# [TASK INPUT]
•••••

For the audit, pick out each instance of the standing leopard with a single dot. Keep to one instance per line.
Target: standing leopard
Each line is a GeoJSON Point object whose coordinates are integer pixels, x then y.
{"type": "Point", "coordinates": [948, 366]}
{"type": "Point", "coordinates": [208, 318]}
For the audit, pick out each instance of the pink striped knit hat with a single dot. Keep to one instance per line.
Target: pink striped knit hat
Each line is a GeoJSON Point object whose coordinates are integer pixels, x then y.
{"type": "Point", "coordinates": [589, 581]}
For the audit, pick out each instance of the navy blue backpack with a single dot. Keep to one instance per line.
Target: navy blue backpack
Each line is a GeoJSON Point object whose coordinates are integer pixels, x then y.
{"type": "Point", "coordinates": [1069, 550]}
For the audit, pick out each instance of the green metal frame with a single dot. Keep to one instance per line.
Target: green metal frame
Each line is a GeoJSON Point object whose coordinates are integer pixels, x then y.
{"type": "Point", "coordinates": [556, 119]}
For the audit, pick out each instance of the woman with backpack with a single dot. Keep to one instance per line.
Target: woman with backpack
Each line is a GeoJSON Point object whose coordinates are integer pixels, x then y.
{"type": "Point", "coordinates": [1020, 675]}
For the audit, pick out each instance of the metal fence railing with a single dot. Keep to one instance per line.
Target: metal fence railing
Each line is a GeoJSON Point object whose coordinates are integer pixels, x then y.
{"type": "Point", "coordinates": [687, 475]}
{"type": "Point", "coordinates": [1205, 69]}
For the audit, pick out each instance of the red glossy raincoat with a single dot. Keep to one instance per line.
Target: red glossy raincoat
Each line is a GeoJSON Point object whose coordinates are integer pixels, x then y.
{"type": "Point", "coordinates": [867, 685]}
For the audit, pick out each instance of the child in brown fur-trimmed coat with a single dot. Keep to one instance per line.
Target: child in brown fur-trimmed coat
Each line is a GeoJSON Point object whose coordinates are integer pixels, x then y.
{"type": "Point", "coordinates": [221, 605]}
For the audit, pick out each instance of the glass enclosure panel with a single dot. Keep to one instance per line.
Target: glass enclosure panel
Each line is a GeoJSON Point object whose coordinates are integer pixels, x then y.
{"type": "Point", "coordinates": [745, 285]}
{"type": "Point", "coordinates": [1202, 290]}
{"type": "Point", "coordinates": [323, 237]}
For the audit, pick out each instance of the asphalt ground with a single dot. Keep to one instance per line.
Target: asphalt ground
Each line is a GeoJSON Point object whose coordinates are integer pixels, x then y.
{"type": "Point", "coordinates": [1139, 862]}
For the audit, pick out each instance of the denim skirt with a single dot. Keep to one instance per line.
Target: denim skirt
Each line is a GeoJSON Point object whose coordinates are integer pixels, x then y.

•••••

# [EXERCISE AIM]
The entries shown above must be reproduced in full, exactly as written.

# [RESULT OF THE EXERCISE]
For the audit, pick out each instance of the standing leopard with a single dot. Keep to one instance per line.
Target: standing leopard
Each line is a GeoJSON Point object whose coordinates are integer pixels, x then y.
{"type": "Point", "coordinates": [948, 366]}
{"type": "Point", "coordinates": [208, 318]}
For the audit, pick out each instance of the pink striped knit hat with a single dot. Keep to one instance per line.
Target: pink striped knit hat
Each line is a GeoJSON Point object whose coordinates are integer pixels, x then y.
{"type": "Point", "coordinates": [589, 581]}
For the audit, pick out each instance of the navy blue backpack with a single dot. Keep to one instance per line.
Target: navy blue backpack
Each line is a GeoJSON Point object whose coordinates are integer pixels, x then y.
{"type": "Point", "coordinates": [1069, 550]}
For the audit, pick out each instance of the green metal frame with a single dot. Keep to one instance per line.
Target: green metal frame
Each line is a GeoJSON Point object whose coordinates are integer pixels, x then y.
{"type": "Point", "coordinates": [556, 119]}
For the audit, pick out each instance of the woman with backpack with a single dot. Keep to one instance per line.
Target: woman with backpack
Each line is a GeoJSON Point object whose coordinates are integer pixels, x then y.
{"type": "Point", "coordinates": [1020, 675]}
For the audit, pick out each instance of the metal fence railing with a single dot. Keep to one instance per line.
Target: metal fence railing
Each line is a GeoJSON Point object whose coordinates are integer pixels, x then y.
{"type": "Point", "coordinates": [687, 475]}
{"type": "Point", "coordinates": [1205, 69]}
For the audit, pick out each instance of the red glossy raincoat with a single dot. Keep to one instance per line.
Target: red glossy raincoat
Each line is a GeoJSON Point object whose coordinates are integer pixels, x then y.
{"type": "Point", "coordinates": [867, 685]}
For the audit, pick out each instance of the child in brown fur-trimmed coat with a single dot. Keep to one instance per line.
Target: child in brown fur-trimmed coat
Each line is a GeoJSON Point object whose coordinates are integer pixels, x then y.
{"type": "Point", "coordinates": [221, 605]}
For the audit, pick out each instance of the glass enclosure panel with a single dot. Keep to one instance per line.
Target: glass enclosure panel
Each line is a GeoJSON Point object whose coordinates are integer pixels, x then y.
{"type": "Point", "coordinates": [745, 285]}
{"type": "Point", "coordinates": [1202, 290]}
{"type": "Point", "coordinates": [323, 237]}
For the audit, pick out each instance of the asphalt ground with a single dot. Keep to one instance per line.
Target: asphalt ground
Each line is a GeoJSON Point object whose coordinates are integer pixels, x then y.
{"type": "Point", "coordinates": [1139, 862]}
For the audit, pick out each instance of the denim skirt with a single dot. Keep to one instance per line.
Target: denim skirt
Each line is a GeoJSON Point object whose coordinates are integer pixels, x then y.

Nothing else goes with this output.